• EXERCISES:
1 - In the passage on extrusion and starch indices, what range of values did WSI fall within?
2 - From the passage on extrusion and starch indices, extract the text between "WAI values ranged" and "(p > 0.05) on WAI.", inclusive.

• PROVIDED PASSAGE:
==========
WAI values ranged between 5.20 and 6.84 g/g (Table 1). WAI is associated with the amount of water absorbed by the starch granules after swelling and can be used as an index of the degree of gelatinization of the starch. (Rodríguez-Miranda et al. 2011b). Moreover, the WAI is associated with the hydrophilic balance of the proteins present in the mixture, which changes based on the degree of denaturation of the proteins, whereby the extrusion process modifies the solubility index of the proteins (Rodríguez-Miranda et al. 2012a). The variables (MPP, T and FMC) did not show significant effect (p > 0.05) on WAI.

WSI oscillated between 8.97 and 24.14% (Table 1). Figure 3c shows that at low FMC values (18–27 g/100 g) and high T values (94–150 °C), the WSI increased, which may be because, under these processing conditions, a greater amount of gelatinized material causes greater solubilization. Solubility is used in the extrusion process as an indicator of the degradation of molecular components such as starch, fibres and proteins (Seth and Rajamanickam 2012). WSI indicates the total degradation of starch granules. The increase in solubility of the extruded products is attributed to the dispersion of amylose and amylopectin molecules followed by gelatinization when the processing conditions are mild and to the formation of low-molecular-weight components under harsh conditions (Colonna et al. 1984). The relatively low FMC and T resulted in low mass shear with the consequent lower macromolecular degradation. The higher the dextrinization, attributed to higher and degradation of the starch to small more soluble particles, which increases the WSI (Carvalho et al. 2013).
==========
• RECORD SET:
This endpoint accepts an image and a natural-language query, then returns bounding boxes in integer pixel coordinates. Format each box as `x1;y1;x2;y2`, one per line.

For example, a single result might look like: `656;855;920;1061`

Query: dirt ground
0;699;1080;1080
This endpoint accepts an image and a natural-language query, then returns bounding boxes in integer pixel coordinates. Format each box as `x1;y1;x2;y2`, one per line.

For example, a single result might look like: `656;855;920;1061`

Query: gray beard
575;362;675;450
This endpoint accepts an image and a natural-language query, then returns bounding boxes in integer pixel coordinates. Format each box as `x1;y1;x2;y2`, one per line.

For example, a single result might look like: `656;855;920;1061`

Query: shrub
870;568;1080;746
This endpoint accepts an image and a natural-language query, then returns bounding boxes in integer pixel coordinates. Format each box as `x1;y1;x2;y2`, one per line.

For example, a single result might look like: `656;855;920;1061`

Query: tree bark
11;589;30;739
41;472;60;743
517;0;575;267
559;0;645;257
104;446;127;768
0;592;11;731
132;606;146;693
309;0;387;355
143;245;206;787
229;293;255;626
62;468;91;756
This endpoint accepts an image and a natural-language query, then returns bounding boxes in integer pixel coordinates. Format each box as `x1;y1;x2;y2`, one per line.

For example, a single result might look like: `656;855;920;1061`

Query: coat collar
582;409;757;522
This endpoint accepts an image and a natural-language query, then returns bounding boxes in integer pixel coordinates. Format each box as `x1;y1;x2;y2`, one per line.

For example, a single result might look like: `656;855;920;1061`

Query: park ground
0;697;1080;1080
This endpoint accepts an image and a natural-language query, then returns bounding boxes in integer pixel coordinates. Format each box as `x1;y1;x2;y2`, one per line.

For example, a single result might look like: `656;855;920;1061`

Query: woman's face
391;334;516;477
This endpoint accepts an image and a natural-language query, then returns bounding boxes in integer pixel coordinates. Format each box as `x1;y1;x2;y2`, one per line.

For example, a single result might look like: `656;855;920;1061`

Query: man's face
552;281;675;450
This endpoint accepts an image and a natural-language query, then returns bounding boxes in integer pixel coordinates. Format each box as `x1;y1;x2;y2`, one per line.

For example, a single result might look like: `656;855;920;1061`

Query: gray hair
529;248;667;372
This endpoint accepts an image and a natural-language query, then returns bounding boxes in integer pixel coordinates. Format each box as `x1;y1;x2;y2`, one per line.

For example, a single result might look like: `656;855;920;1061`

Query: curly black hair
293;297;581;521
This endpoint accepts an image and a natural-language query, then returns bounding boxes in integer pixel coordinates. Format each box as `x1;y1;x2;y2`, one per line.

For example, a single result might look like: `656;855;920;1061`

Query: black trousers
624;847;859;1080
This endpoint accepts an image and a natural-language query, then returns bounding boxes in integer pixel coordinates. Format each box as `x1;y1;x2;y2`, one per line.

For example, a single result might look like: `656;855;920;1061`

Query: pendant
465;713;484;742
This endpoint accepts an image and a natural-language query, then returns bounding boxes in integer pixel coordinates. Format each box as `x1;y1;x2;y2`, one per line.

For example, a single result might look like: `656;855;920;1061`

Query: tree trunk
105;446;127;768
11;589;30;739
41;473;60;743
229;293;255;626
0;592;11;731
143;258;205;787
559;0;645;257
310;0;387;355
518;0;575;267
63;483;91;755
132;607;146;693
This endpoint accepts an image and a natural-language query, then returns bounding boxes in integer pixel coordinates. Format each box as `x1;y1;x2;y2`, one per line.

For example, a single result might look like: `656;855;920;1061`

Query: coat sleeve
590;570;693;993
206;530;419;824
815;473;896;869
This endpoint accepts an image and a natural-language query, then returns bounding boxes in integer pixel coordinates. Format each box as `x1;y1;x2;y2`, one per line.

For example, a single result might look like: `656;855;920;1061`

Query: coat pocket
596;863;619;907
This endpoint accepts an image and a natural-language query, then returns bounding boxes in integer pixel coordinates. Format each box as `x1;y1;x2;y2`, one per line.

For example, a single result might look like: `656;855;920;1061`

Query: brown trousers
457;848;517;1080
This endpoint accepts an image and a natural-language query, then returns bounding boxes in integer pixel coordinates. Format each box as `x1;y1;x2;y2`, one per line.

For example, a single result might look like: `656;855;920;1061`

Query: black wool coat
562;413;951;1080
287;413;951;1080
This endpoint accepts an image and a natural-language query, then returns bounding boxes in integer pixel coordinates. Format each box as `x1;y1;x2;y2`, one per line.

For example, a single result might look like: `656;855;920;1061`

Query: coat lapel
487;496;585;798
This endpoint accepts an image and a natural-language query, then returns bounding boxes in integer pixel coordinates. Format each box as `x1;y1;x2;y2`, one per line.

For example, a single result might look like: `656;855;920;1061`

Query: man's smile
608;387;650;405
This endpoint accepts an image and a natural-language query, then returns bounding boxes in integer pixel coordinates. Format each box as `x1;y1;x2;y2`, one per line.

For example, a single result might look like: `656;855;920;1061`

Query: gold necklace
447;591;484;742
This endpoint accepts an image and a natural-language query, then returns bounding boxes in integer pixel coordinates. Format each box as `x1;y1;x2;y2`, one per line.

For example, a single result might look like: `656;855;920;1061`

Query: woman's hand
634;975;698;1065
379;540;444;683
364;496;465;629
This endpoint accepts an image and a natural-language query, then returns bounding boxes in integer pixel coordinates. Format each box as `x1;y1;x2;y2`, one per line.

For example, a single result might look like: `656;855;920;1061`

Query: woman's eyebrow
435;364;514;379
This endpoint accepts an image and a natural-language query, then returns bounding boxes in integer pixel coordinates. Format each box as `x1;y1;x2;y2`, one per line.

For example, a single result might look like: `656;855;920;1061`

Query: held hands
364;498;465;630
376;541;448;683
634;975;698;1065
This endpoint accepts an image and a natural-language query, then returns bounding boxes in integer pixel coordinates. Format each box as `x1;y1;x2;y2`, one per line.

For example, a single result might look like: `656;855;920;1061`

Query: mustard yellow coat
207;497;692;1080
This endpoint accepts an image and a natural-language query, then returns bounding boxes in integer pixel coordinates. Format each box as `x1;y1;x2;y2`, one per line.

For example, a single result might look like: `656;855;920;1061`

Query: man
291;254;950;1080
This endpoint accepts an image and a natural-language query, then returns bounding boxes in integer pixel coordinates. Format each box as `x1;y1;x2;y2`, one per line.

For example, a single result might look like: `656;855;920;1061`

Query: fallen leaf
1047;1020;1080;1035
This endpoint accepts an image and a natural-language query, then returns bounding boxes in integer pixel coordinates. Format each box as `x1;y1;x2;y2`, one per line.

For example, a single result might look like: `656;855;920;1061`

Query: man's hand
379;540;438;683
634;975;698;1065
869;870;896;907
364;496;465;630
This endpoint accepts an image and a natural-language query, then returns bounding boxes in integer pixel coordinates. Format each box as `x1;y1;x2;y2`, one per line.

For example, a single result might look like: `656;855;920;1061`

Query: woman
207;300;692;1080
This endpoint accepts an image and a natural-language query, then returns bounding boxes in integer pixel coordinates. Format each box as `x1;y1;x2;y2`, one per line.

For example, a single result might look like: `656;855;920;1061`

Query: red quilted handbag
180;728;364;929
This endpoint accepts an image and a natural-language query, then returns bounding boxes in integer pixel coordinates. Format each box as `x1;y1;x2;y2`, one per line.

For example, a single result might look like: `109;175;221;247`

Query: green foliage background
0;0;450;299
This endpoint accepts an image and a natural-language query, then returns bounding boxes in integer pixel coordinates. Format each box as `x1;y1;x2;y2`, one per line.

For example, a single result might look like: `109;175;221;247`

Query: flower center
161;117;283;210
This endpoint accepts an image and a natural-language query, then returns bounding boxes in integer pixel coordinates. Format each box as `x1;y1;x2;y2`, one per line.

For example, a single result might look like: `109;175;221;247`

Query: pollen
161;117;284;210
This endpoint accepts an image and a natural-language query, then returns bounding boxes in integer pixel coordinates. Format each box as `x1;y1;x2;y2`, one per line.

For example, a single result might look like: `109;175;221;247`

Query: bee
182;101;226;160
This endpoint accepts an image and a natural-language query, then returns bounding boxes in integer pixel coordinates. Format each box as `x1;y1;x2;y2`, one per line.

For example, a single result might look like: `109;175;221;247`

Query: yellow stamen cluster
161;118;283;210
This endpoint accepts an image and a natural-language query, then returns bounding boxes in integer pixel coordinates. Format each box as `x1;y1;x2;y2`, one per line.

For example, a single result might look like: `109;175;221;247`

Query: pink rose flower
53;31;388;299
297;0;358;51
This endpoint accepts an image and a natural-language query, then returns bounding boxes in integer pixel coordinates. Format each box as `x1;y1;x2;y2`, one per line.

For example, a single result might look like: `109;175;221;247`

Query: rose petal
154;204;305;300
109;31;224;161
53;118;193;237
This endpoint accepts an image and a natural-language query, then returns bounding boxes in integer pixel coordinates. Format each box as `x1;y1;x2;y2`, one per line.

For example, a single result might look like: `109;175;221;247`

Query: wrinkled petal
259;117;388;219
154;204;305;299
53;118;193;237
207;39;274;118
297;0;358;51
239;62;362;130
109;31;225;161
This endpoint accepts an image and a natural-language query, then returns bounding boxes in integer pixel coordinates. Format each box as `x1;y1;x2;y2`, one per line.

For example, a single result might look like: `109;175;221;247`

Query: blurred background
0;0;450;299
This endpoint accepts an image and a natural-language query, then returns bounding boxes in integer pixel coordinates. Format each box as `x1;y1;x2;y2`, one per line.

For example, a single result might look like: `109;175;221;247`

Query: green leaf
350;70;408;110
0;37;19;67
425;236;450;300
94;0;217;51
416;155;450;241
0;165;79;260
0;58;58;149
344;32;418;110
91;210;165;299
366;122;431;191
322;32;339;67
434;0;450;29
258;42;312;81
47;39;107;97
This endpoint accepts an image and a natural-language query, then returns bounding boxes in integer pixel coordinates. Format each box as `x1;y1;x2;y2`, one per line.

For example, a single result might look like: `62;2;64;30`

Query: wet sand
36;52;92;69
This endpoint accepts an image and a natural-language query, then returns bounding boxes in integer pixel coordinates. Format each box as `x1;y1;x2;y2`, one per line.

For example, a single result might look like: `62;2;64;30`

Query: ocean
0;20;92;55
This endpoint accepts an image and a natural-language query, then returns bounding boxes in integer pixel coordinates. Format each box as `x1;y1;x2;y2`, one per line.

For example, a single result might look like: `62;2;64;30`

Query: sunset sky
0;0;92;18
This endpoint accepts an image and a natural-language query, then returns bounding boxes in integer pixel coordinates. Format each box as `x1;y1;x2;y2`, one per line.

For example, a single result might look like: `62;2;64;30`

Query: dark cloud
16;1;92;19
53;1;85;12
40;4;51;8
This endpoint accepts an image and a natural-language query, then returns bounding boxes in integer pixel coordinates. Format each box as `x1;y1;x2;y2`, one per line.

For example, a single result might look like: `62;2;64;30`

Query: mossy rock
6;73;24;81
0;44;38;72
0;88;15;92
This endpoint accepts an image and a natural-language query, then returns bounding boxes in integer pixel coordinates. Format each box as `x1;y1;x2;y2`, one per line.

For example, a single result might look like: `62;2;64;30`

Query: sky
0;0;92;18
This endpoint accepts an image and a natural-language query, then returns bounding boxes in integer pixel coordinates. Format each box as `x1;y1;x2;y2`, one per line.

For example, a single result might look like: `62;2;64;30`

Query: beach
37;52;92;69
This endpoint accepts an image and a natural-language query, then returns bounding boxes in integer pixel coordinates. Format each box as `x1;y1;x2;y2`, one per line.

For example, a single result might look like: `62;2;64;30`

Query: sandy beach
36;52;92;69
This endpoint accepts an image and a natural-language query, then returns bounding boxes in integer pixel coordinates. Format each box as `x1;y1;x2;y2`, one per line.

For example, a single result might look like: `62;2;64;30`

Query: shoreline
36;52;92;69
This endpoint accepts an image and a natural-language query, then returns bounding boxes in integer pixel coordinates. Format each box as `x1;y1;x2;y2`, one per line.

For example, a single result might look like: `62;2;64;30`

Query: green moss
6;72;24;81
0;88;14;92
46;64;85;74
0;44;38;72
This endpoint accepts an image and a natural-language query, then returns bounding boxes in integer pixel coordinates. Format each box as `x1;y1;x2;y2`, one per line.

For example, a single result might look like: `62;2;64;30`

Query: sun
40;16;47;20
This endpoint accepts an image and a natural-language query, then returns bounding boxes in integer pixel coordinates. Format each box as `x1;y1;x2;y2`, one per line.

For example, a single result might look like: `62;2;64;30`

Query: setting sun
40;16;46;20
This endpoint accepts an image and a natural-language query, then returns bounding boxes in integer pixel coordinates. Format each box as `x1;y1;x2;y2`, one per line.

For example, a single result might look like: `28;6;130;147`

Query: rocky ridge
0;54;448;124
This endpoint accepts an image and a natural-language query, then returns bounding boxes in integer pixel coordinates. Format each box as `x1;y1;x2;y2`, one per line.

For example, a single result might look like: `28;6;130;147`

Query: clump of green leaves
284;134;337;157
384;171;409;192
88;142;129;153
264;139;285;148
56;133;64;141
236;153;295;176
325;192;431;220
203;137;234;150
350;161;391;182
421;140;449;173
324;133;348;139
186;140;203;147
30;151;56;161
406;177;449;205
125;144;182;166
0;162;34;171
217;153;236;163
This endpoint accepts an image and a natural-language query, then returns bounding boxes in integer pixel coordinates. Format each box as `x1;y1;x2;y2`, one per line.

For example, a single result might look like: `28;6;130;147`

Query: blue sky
==========
• ANSWERS TO THE PROBLEMS:
1 - WSI fell between 8.97 and 24.14%.

2 -
WAI values ranged between 5.20 and 6.84 g/g (Table 1). WAI is associated with the amount of water absorbed by the starch granules after swelling and can be used as an index of the degree of gelatinization of the starch. (Rodríguez-Miranda et al. 2011b). Moreover, the WAI is associated with the hydrophilic balance of the proteins present in the mixture, which changes based on the degree of denaturation of the proteins, whereby the extrusion process modifies the solubility index of the proteins (Rodríguez-Miranda et al. 2012a). The variables (MPP, T and FMC) did not show significant effect (p > 0.05) on WAI.